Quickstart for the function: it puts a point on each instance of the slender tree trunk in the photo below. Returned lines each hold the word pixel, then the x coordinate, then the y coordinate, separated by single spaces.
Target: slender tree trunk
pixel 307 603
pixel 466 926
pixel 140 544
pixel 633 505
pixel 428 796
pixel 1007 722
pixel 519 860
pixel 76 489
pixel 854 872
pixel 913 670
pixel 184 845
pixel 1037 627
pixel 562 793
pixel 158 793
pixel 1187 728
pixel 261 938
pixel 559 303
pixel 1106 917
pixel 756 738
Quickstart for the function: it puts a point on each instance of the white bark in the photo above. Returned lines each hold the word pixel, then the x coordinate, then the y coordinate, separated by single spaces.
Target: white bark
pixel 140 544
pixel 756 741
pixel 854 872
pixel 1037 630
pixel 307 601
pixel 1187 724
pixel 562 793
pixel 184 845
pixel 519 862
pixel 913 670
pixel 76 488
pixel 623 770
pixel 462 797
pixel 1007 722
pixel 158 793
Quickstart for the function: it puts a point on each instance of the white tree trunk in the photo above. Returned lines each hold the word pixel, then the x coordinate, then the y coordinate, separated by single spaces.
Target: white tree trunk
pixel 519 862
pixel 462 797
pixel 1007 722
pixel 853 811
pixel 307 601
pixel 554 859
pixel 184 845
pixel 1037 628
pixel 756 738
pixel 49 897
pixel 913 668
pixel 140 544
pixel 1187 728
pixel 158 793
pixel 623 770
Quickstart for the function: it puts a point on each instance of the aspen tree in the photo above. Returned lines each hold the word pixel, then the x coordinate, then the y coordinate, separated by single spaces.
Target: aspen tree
········
> _Work instruction_
Give back the full listing above verbatim.

> _Answer space_
Quickstart for the function: it puts a point on each instance of the slender tree trunk in the photo below. Returned lines each hold the word pixel, then the x coordinate, then the y coordinate, separated by single spaces.
Target: slender tree trunk
pixel 307 603
pixel 466 926
pixel 140 544
pixel 633 505
pixel 428 796
pixel 1007 722
pixel 519 860
pixel 76 489
pixel 854 872
pixel 913 670
pixel 184 845
pixel 1037 627
pixel 562 793
pixel 158 793
pixel 1187 728
pixel 261 938
pixel 559 303
pixel 1106 917
pixel 756 738
Quickstart for the function: it puts a point on each instance of the white bark in the photo above. Returned lines each hold the word pixel, then the x coordinate, then the y coordinate, separated by single spaces.
Target: white bark
pixel 140 544
pixel 756 741
pixel 854 872
pixel 1037 630
pixel 307 601
pixel 1187 724
pixel 562 793
pixel 184 845
pixel 519 862
pixel 913 670
pixel 76 488
pixel 623 770
pixel 462 797
pixel 1007 722
pixel 158 793
Quickstart for the function: it puts a point on each instance of the white tree trunk in the photo above. Returned lines each hold the word pixel, then the x coordinate, then the y coordinate, separated by single spaces.
Target: white tree trunk
pixel 519 862
pixel 462 797
pixel 1007 722
pixel 853 811
pixel 307 601
pixel 554 859
pixel 184 845
pixel 1037 628
pixel 756 738
pixel 49 897
pixel 913 668
pixel 140 544
pixel 1187 728
pixel 158 793
pixel 623 770
Quickstart for the function: it puts a point on each instance of the aspen tree in the photo above. Returned lines each hold the word pixel, then the x coordinate, then the y coordinate, separated by single spaces.
Target: aspen tree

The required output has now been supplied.